(Segmentation dataset entries)

══════════

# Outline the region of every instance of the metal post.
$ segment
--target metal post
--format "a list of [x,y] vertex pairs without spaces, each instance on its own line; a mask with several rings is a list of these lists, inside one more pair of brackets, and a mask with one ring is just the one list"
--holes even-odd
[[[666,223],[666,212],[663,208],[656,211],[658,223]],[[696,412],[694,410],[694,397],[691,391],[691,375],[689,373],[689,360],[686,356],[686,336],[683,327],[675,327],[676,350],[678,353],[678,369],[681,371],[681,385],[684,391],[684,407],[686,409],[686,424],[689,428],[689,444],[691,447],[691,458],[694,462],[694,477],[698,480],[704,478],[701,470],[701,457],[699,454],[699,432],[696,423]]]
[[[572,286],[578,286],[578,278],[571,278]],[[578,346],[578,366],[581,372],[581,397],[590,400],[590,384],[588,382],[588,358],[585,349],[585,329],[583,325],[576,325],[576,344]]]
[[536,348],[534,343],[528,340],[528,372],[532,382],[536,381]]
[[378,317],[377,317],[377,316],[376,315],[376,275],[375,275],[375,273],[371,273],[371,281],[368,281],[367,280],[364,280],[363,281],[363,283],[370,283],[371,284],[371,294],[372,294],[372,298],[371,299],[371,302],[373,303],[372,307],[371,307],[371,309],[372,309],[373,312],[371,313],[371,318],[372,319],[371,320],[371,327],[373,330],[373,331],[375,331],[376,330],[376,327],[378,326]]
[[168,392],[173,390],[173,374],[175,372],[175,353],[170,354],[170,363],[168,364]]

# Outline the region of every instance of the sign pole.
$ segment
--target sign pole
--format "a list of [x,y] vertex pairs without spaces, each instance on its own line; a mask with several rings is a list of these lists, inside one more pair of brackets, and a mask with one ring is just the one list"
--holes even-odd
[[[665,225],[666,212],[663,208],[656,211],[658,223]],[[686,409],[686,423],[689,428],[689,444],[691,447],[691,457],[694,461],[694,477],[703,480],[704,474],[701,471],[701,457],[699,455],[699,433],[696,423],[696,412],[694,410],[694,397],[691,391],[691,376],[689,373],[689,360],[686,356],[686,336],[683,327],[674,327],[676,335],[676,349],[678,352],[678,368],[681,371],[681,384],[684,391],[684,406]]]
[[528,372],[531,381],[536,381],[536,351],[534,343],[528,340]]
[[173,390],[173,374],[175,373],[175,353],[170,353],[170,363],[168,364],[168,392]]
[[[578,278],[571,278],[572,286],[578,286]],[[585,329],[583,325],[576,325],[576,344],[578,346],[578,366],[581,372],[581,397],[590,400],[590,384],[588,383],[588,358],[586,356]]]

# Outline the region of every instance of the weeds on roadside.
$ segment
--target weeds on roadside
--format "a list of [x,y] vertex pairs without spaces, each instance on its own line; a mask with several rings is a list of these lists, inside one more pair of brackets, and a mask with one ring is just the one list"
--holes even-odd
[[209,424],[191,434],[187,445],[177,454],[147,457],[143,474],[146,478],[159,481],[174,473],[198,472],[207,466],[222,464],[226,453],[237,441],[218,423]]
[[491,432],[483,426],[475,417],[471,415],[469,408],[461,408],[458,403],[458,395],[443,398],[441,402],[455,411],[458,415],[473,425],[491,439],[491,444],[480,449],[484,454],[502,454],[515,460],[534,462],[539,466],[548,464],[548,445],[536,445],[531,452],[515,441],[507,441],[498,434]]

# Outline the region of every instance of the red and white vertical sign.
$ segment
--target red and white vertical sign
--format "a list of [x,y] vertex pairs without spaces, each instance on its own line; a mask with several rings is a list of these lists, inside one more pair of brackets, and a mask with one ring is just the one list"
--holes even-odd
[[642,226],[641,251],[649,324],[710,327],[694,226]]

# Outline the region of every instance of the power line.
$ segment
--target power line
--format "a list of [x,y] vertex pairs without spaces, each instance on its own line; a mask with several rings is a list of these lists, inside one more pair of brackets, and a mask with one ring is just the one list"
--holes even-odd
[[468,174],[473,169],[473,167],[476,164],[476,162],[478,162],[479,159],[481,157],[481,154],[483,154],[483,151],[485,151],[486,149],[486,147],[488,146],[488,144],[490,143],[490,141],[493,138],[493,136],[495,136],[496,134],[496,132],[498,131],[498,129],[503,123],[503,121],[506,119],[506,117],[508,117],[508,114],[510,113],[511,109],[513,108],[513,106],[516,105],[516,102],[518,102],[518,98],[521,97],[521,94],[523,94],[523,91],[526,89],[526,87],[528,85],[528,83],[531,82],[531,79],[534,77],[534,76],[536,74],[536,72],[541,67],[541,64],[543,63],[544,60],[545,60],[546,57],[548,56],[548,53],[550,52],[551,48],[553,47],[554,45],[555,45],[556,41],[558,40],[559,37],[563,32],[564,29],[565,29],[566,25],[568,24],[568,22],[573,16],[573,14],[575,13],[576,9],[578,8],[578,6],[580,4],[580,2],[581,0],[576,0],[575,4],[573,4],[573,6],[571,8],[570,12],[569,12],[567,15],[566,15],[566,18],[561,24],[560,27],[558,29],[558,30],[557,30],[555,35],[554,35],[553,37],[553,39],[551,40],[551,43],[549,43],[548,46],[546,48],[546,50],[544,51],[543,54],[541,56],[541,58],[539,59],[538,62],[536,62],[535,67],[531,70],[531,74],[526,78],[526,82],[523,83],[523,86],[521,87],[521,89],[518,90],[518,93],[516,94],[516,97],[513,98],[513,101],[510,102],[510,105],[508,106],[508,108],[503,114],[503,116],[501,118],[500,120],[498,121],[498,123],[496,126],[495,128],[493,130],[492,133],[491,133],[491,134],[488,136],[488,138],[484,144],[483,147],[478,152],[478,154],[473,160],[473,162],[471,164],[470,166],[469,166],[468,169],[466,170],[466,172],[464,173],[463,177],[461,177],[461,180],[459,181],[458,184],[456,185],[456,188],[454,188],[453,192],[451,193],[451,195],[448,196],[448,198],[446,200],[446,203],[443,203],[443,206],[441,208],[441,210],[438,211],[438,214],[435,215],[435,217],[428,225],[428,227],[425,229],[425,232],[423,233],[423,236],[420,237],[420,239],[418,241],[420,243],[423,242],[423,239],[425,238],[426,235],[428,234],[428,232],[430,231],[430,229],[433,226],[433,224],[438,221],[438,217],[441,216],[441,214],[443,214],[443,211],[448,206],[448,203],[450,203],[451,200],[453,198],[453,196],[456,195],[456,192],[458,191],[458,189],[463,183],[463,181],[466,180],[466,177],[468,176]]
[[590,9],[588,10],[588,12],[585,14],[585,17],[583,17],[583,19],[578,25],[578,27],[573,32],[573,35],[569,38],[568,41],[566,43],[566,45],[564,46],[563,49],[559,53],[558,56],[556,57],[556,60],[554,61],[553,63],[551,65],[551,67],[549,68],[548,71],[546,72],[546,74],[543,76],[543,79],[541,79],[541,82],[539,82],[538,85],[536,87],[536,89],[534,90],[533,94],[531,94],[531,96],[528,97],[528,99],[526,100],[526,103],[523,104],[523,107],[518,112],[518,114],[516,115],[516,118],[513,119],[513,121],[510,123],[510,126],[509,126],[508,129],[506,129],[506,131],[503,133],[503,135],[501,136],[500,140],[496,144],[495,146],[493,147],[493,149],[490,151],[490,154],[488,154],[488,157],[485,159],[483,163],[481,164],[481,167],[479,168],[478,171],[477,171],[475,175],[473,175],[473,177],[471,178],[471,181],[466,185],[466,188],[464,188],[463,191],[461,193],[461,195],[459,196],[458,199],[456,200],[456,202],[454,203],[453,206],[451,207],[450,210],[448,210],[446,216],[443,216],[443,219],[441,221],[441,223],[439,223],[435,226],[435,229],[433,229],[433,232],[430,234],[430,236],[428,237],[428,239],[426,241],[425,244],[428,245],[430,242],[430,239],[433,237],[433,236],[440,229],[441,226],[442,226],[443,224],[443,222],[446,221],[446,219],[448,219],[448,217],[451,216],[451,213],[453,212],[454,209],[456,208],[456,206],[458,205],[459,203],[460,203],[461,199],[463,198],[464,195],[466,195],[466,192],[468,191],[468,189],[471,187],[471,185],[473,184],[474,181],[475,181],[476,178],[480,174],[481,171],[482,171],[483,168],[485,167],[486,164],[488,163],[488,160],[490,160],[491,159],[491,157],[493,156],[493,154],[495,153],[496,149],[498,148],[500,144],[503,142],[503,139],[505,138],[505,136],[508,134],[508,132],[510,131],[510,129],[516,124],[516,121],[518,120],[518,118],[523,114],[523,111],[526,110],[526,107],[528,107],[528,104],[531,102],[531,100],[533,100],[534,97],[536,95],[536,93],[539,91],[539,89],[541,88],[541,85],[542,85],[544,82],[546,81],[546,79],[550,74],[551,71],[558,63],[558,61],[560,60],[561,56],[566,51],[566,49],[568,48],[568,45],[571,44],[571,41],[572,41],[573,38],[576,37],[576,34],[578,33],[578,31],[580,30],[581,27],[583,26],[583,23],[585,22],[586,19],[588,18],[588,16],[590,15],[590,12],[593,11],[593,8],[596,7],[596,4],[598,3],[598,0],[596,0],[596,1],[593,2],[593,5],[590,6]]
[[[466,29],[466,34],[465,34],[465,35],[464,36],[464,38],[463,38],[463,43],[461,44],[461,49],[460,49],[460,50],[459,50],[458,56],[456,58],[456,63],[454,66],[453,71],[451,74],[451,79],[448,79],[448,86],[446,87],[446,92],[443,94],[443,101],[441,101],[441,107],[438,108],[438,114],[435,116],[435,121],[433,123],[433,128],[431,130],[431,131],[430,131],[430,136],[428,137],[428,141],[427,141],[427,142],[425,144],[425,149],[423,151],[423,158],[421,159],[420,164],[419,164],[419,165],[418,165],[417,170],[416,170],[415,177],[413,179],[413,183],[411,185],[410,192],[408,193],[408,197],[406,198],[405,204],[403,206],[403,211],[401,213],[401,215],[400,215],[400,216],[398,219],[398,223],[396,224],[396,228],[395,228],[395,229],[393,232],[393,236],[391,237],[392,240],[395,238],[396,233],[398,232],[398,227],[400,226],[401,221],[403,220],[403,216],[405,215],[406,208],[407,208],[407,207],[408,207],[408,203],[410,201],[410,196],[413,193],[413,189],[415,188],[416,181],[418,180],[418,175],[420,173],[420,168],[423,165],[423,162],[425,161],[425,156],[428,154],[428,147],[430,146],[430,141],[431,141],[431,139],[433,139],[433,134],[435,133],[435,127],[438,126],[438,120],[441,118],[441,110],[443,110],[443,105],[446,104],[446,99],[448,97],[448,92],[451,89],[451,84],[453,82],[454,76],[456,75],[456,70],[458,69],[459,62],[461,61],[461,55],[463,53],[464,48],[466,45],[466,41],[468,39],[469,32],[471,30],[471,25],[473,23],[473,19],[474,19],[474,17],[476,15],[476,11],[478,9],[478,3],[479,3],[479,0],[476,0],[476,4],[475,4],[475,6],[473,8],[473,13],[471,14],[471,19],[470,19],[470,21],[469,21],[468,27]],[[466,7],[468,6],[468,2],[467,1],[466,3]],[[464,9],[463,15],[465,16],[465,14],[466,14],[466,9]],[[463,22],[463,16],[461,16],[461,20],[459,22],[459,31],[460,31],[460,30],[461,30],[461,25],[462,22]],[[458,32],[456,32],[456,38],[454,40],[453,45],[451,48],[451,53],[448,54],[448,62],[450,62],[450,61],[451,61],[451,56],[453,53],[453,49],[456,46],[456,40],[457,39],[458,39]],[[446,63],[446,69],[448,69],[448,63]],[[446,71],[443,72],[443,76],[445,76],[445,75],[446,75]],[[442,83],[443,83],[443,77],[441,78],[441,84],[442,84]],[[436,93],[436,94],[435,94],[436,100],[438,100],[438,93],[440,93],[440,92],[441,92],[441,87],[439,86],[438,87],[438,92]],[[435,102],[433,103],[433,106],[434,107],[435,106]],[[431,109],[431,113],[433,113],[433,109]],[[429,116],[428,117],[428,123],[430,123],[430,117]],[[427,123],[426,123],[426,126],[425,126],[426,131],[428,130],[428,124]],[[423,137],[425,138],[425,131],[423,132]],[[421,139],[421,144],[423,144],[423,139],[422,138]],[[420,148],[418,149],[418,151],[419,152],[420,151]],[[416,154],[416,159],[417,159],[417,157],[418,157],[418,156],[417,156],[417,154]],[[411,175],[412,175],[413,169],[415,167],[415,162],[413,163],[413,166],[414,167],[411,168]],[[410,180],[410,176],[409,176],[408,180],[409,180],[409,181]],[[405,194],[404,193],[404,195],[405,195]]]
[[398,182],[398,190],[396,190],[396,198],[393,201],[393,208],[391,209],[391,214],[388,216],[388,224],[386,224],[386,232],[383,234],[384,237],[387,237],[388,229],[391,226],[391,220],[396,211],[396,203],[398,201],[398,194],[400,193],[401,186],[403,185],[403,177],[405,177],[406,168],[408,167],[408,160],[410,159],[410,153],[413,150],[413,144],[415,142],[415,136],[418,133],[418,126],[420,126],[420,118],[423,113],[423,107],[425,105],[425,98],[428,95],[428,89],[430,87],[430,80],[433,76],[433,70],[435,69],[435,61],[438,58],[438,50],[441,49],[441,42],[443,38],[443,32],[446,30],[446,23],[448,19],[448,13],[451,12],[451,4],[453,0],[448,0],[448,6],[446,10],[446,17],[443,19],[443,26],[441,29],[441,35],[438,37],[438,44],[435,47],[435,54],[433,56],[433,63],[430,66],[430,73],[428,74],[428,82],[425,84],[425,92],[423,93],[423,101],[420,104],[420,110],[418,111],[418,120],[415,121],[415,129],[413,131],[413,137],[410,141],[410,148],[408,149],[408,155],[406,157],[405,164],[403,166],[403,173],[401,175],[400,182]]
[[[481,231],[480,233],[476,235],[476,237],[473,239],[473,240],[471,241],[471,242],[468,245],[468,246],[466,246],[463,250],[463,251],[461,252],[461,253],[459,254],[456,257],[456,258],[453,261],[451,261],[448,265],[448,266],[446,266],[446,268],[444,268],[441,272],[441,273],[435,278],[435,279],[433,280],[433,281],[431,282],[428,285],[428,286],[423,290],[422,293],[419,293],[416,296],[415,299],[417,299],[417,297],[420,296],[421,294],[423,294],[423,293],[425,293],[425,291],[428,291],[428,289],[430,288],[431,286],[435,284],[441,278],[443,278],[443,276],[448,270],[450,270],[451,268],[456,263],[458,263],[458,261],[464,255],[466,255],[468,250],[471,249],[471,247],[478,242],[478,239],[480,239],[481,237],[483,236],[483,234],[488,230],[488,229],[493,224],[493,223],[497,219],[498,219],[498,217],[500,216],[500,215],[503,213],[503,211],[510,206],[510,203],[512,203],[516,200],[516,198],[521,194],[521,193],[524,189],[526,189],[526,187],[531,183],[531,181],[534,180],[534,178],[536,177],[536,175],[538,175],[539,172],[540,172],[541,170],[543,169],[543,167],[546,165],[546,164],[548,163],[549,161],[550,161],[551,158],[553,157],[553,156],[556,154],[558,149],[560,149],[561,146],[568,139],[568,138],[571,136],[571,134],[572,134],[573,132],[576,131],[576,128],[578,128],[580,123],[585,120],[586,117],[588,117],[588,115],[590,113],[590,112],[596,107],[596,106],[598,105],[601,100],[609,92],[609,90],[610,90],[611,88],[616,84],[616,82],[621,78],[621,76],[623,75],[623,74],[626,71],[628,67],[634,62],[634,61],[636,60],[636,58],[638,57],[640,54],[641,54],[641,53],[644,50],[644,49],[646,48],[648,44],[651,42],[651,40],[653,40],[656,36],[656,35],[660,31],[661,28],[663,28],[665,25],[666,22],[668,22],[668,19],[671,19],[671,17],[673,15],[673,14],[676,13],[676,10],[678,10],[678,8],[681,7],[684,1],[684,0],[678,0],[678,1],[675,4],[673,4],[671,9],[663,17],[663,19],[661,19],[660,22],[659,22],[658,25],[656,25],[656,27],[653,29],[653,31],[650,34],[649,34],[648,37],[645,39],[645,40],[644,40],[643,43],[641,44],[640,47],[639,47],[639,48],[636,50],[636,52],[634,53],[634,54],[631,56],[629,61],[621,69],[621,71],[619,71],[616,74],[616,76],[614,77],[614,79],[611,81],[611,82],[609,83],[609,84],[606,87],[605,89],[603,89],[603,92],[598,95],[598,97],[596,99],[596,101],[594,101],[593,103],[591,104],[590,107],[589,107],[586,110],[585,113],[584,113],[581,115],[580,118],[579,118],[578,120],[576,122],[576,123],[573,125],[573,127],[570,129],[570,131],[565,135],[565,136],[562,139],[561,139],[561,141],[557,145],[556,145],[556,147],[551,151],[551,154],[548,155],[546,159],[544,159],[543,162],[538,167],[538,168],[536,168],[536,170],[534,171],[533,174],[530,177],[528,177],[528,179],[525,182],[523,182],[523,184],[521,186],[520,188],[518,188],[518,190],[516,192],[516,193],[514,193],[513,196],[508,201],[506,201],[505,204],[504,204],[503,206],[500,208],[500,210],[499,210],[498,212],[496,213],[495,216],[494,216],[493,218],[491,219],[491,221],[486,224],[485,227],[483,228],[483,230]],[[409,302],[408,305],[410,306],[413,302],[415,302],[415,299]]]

══════════

TASK GOAL: Reproduce the entries verbatim, starting with their first line and ending after the line that contains "[[536,348],[534,343],[528,340],[528,372],[532,382],[536,381]]".

OUTPUT FOR THIS EXERCISE:
# Outline the region of every instance of the metal post.
$ segment
--target metal post
--format "a list of [x,y] vertex pairs without spaces, each instance on its own line; a mask with several rings is a list of these lists, inside one more pair of brackets, and a mask with one ring is just the one list"
--holes even-odd
[[[666,223],[666,212],[663,208],[656,211],[658,223]],[[696,412],[694,410],[694,397],[691,391],[691,375],[689,373],[689,360],[686,356],[686,336],[683,327],[675,327],[676,350],[678,353],[678,369],[681,371],[681,385],[684,391],[684,407],[686,409],[686,424],[689,428],[689,444],[691,447],[691,458],[694,462],[694,477],[698,480],[704,478],[701,470],[701,457],[699,454],[699,432],[696,423]]]
[[[572,286],[578,286],[578,278],[571,278]],[[578,346],[578,366],[581,372],[581,397],[590,400],[590,384],[588,382],[588,358],[585,349],[585,329],[583,325],[576,325],[576,344]]]
[[536,348],[534,343],[528,340],[528,372],[532,382],[536,381]]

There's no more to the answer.